═════ TEXT FOR ANALYSIS ═════
Stress in LPS (Large Polyp Stony) Corals
Definition, Recognition & Avoidance


By Bob Fenner  


Querying most folks, aquarists and not, finds that they consider stress something to be avoided. Know thn that some stress is good… without it our aquarium reefs will suffer akin to the “Boy in a bubble”; not developing immunity from sudden to prolonged changes in the environment; a large danger. Still, too much stress is definitely to be avoided. Too much, too soon can result in loss of Zooxanthellae; bleaching. It can lead to tissue loss and mortality outright. Here we’ll delve into the nature of stress in Large Polyp Stony Scleractinians, what you can and should to avoid it, and what ameliorative steps one might take if their corals show signs of excessive stress.


To Start; Some Definitions: Stress and LPS

            Please forgive my past background as a High School science instructor here; but defining terms up front helps to clarify a subject, assure we’re all “talking” about the same things.

First off the term “stress”; this is any phenomenon that challenges or induces a negative reaction… in our case from a living organism. As with considerations of kinds of aquarium filtration; it’s easy to discuss stress divided into inputs that are physical, chemical and biological in origin. We’ll do so in a bit.

Secondly the label of “LPS”, Large Polyp Stony corals: This convenient term has become established to include member genera, species of Scleractinians that are comprised of large, fleshy polyps. Folks in the know realize that this is an artificial assemblage; that several families of true stony corals possess both LPS and SPS species. Daniel Knop sets the difference in size here at smaller than 4 cm. or larger than 4 cm. (about an inch and a half) to discern large as opposed to small polyp size species.

Some LPS families are unmistakable in their being large polyped; like this Trachyphyllia geoffroyi (family Trachyphylliidae)


Other families possess both SPS and LPS genera, species. Here is Porites porites on the left, an SPS found in the Atlantic; and below right a Flower Pot Coral, genus Goniopora of the Indo-Pacific ; both of the family Poritidae.




Be this as it may, this distinction of large versus small/er polyp size is of use to us as aquarists. In captivity, by and large SPS are more “touchy”; requiring cleaner (less nutrient concentrations…) settings; more light by and large, and greater attention to meeting nutritional needs than LPS. This does strike me as strange in some ways, as the principal Families of hermatypic (reef building) corals, the Acroporidae, Poritidae and Pocilloporidae comprise the corals most often exposed at extreme low tides, experience the greatest wave and current exposure, and are entirely Small Polyp Stony species.


Types of Stress: MANY

Too much or little light, excess and a paucity of nutrients, allelopathy/pests/predation and much more are common stressors.
═════
__WHAT IS BEING ASKED__:
Carry on the article about stress in LPS corals from the point where it stops. The items are not needed for this.
═════ EXTRACTED INFORMATION ═════
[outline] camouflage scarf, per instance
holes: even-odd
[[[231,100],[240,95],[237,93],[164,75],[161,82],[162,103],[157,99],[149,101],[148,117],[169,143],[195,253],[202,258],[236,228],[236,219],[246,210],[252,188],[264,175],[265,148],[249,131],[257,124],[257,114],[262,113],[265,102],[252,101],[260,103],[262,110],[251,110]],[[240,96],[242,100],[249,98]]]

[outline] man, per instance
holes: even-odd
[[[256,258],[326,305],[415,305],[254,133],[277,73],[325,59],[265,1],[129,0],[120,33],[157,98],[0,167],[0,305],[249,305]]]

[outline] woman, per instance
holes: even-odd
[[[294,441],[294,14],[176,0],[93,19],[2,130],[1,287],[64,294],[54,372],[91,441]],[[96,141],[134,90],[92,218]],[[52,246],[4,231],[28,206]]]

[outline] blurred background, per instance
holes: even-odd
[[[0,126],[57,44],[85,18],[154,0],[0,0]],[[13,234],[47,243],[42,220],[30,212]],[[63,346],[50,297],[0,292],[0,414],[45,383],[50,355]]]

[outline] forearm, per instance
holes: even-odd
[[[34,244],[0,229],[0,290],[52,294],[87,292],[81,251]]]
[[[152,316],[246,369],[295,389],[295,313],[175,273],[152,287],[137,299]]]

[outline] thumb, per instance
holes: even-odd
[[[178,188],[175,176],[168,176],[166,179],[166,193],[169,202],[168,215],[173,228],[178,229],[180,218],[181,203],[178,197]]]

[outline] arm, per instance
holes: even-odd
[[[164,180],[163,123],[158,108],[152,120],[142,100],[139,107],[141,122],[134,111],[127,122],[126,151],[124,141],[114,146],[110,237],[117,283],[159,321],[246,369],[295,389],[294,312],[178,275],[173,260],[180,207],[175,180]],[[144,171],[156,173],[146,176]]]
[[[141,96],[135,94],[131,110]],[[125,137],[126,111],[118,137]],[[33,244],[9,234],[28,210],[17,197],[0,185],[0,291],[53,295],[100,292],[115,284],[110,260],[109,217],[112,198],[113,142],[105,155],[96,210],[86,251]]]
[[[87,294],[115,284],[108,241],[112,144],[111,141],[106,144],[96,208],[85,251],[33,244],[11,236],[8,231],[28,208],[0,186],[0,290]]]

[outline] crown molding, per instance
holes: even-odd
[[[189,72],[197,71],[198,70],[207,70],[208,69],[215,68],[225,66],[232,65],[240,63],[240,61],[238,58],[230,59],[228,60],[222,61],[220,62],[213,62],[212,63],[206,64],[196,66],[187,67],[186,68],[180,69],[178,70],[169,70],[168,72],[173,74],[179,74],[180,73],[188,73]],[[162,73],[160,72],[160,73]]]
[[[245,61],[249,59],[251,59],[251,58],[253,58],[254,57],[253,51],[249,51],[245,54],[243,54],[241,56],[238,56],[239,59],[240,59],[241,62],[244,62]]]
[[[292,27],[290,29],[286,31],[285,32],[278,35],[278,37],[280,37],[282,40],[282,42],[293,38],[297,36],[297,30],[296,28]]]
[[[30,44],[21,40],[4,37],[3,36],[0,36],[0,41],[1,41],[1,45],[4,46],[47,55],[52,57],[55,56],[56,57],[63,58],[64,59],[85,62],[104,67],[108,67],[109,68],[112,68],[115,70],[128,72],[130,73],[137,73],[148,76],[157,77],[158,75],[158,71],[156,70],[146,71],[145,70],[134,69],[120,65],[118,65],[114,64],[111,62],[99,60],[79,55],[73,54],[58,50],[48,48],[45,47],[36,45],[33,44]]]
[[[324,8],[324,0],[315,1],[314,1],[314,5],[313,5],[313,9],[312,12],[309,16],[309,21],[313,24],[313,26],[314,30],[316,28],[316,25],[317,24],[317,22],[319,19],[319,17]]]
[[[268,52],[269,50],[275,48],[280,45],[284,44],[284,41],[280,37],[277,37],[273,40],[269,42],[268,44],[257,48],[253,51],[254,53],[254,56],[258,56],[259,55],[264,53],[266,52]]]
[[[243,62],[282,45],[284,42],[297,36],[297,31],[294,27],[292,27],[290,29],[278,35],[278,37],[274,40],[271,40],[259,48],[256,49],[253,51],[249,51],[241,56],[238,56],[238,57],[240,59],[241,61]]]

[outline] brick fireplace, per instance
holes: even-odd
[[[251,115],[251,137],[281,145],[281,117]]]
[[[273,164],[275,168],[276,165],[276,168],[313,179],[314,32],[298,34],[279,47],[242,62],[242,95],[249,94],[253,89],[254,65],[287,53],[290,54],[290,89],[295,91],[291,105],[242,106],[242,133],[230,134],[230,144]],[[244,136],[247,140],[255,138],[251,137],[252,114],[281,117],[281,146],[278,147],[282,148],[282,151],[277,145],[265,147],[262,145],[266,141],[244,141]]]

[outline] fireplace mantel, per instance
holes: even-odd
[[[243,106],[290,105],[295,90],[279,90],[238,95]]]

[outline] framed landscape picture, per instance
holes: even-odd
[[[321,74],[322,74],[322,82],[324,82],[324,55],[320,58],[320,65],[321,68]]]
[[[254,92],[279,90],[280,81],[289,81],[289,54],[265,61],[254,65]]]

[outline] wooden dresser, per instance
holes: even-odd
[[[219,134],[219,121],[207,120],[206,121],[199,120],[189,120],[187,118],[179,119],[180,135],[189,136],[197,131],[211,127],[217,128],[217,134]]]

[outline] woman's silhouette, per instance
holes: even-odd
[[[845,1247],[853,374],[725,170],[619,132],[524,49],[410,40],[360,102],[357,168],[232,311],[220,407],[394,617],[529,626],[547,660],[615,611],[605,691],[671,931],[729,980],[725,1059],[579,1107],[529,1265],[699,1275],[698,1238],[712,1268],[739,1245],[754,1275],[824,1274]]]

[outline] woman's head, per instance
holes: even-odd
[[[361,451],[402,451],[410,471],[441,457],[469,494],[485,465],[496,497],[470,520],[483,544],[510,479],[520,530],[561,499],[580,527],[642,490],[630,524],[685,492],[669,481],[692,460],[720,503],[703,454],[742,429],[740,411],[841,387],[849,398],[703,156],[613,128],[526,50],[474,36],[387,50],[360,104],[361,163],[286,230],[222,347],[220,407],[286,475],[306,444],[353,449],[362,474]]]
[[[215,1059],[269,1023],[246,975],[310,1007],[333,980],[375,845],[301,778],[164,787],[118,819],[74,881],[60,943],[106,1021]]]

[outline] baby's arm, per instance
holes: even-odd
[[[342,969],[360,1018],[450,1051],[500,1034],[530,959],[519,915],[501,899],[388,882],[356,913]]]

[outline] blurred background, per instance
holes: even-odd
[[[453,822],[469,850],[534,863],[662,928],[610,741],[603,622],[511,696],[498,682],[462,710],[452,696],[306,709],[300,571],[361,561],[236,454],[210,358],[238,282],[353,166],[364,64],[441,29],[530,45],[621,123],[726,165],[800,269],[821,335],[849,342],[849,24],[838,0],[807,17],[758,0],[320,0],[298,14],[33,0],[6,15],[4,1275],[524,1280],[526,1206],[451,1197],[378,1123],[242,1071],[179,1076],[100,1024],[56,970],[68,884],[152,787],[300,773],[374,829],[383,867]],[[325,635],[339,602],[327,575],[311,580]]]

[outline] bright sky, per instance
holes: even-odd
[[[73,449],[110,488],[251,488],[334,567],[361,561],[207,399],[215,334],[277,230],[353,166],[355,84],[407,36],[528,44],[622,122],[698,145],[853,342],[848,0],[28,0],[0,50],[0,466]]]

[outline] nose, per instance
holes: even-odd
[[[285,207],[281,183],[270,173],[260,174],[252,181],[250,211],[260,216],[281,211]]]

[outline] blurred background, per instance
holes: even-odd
═════
__ANSWER SPACE__:
Physical Stressors: Include too hot or cold water, or just too much change in temperature in too short a period of time. This is the likely single largest factor in natural coral bleaching; resulting in the expelling, loss of Dinoflagellate species labeled Zooxanthellae, living in tissues of many Cnidarians and other sea life.

Aquarists who are dive travelers realize that our tanks are artificial replacements in many ways; one big one: How they’re illuminated. Yes; it is bright near the equator; even underwater… at “high” noon. But the intensity of light is never constant and quickly drops off with the angle of the sun to the water’s surface, the depth of water, waves and more. Suffice it to state that it is rare indeed that the corals that are wild collected or aquacultured in situ in the ocean receive the amount of light energy we provide. Newly acquired specimens/colonies need to be gradually photo-adapted to new settings, placed in shadier settings, deeper in the water, or the light attenuated, possibly shaded itself to prevent over-driving photosynthesis. Here a new Acanthastrea is set on the bottom off to the side of overhead lighting.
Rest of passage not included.